Exercise aim:
Which lines in the data below contain the string "wolf"? Return every one of them in full.

Records provided:
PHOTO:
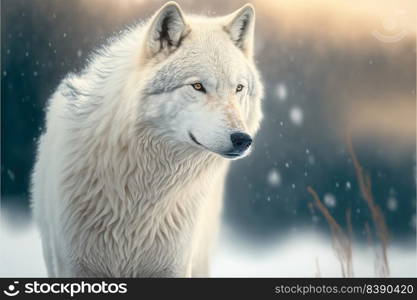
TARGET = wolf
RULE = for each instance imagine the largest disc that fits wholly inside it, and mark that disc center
(130, 171)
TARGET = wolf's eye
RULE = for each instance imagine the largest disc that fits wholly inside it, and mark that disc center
(239, 88)
(199, 87)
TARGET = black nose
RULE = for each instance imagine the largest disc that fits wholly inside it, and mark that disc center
(241, 141)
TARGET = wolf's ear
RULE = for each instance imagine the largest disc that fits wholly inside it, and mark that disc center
(240, 27)
(168, 27)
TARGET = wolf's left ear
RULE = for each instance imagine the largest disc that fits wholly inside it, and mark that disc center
(240, 26)
(167, 29)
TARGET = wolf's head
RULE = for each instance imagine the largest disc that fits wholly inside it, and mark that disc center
(203, 89)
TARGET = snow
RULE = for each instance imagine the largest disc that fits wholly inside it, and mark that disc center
(296, 256)
(274, 178)
(281, 92)
(291, 256)
(296, 115)
(392, 204)
(329, 200)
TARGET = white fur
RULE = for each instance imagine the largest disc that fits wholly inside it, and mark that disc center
(119, 189)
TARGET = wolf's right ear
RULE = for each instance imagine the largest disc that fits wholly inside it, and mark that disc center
(240, 26)
(167, 29)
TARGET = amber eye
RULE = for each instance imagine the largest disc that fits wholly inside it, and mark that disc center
(239, 88)
(199, 87)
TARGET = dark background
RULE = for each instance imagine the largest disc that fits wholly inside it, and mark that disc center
(339, 77)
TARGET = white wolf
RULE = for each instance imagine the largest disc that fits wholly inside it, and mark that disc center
(130, 172)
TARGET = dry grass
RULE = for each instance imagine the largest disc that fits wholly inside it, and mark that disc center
(342, 239)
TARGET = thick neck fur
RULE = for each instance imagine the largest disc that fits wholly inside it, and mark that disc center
(126, 186)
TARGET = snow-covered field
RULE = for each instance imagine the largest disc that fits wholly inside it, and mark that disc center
(296, 256)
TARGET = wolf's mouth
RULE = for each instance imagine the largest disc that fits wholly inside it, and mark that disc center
(192, 137)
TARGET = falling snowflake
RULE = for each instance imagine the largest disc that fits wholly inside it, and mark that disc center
(274, 178)
(296, 115)
(413, 222)
(330, 200)
(11, 174)
(392, 204)
(281, 92)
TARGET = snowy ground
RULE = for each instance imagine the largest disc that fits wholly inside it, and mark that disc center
(296, 256)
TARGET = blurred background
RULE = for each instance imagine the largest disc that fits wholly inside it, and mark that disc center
(330, 67)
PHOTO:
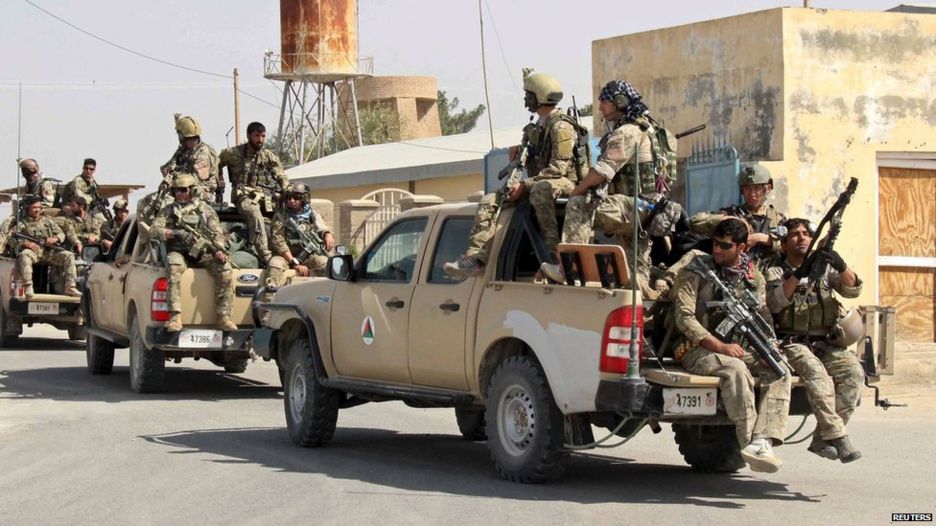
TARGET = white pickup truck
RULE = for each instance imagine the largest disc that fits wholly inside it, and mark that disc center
(125, 306)
(529, 366)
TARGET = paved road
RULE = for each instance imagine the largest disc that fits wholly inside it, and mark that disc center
(77, 449)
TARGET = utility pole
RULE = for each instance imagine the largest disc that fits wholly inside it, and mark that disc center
(236, 107)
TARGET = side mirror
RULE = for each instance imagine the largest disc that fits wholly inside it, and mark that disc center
(341, 268)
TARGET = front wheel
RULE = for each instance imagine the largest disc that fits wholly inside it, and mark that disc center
(311, 408)
(524, 425)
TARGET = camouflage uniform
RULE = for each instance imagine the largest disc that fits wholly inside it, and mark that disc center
(808, 317)
(693, 318)
(202, 162)
(252, 175)
(203, 219)
(552, 174)
(43, 227)
(285, 238)
(612, 213)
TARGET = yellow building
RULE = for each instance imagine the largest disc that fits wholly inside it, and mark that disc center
(818, 96)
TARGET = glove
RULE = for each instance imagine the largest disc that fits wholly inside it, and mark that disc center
(834, 259)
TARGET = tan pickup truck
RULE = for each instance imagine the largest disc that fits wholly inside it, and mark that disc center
(529, 366)
(125, 306)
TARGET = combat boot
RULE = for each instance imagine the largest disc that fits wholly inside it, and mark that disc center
(225, 323)
(822, 448)
(846, 453)
(175, 322)
(760, 456)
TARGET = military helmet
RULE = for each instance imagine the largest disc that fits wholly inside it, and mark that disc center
(184, 180)
(752, 173)
(187, 127)
(545, 88)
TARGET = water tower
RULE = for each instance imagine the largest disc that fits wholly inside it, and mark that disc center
(318, 62)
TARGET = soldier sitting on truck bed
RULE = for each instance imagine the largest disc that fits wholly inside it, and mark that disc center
(257, 181)
(193, 235)
(49, 251)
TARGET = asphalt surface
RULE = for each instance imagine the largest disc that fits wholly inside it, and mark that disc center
(82, 449)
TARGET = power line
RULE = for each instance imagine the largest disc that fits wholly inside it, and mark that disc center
(144, 55)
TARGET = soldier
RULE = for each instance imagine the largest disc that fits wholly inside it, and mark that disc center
(552, 168)
(194, 157)
(810, 316)
(36, 185)
(185, 249)
(756, 185)
(84, 186)
(632, 134)
(257, 180)
(703, 353)
(112, 226)
(29, 253)
(300, 239)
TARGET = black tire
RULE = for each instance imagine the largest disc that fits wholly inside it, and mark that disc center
(524, 426)
(236, 366)
(709, 449)
(311, 408)
(471, 423)
(147, 366)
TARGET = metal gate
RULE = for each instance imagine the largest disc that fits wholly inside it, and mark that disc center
(712, 177)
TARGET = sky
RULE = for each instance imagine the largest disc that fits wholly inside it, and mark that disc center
(82, 97)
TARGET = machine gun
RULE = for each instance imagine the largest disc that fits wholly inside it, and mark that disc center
(741, 315)
(38, 241)
(311, 243)
(818, 266)
(200, 243)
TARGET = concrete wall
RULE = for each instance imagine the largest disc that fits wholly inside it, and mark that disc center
(816, 94)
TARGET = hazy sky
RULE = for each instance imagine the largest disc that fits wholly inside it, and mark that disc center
(82, 97)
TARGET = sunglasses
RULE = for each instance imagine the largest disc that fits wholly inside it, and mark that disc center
(724, 245)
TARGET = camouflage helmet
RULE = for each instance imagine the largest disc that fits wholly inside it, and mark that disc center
(545, 88)
(752, 173)
(184, 180)
(187, 126)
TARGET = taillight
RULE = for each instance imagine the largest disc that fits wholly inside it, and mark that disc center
(615, 344)
(159, 307)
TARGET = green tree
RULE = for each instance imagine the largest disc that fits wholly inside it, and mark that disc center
(460, 122)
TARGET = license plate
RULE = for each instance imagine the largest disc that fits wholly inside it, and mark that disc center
(47, 309)
(689, 401)
(200, 338)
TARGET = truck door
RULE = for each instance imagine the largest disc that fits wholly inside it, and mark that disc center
(439, 314)
(370, 321)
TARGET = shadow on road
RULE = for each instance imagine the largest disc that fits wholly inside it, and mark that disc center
(449, 464)
(76, 384)
(43, 344)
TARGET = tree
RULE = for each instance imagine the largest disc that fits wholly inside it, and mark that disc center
(461, 122)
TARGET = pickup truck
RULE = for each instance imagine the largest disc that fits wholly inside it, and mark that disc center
(529, 366)
(47, 305)
(125, 307)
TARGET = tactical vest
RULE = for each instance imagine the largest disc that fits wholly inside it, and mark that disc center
(813, 312)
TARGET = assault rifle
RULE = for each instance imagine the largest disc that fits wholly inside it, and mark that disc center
(200, 242)
(819, 265)
(39, 241)
(741, 314)
(311, 243)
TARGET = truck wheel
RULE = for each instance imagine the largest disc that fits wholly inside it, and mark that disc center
(471, 423)
(147, 366)
(524, 426)
(311, 408)
(77, 332)
(236, 366)
(709, 449)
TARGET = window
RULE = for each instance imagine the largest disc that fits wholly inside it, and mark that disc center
(393, 258)
(453, 242)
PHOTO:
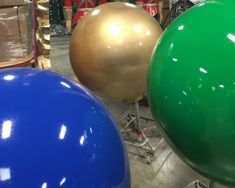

Response to the exercise:
TARGET = wolf
TARGET = wolf's eye
TARGET = wolf's ear
TARGET = wolf's left ear
TARGET = wolf's head
TARGET = wolf's right ear
TARGET = white wolf
TARGET = wolf's mouth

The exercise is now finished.